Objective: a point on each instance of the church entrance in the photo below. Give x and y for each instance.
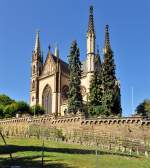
(47, 99)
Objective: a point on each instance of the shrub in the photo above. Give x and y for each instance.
(37, 110)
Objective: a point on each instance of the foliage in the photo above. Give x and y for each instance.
(1, 111)
(111, 90)
(5, 100)
(37, 110)
(10, 110)
(95, 96)
(22, 107)
(143, 108)
(74, 94)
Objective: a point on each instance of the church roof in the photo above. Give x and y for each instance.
(63, 65)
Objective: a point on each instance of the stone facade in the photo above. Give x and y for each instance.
(50, 79)
(134, 128)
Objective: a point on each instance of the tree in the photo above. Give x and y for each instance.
····················
Please rewrite all of the material above, swapping "instance" for "occurrence" everywhere and keeping everything else unchanged. Leave the pictures out of your answer.

Objective: a point on each occurrence of the church entrance in the photo below. Give x and y for each occurrence.
(47, 99)
Objective: a point on each occurrence of the shrub in the photo above. Give x and y for each occurrence.
(37, 110)
Objective: a point on each occurrence of the foliage in the photo above. Give x and y for each occurrence.
(1, 111)
(111, 90)
(5, 100)
(37, 110)
(10, 110)
(95, 96)
(22, 107)
(143, 108)
(74, 94)
Objective: a point on each occurrence of the church roof in the photo above. Give x and y for each occurrence.
(63, 65)
Objective: a point on each occurrence of the stone facade in the photo above. Give x and y for each occurrence.
(50, 79)
(134, 128)
Objective: a point on each occurrence of the tree in the photo above. Give x and y for each occurrence.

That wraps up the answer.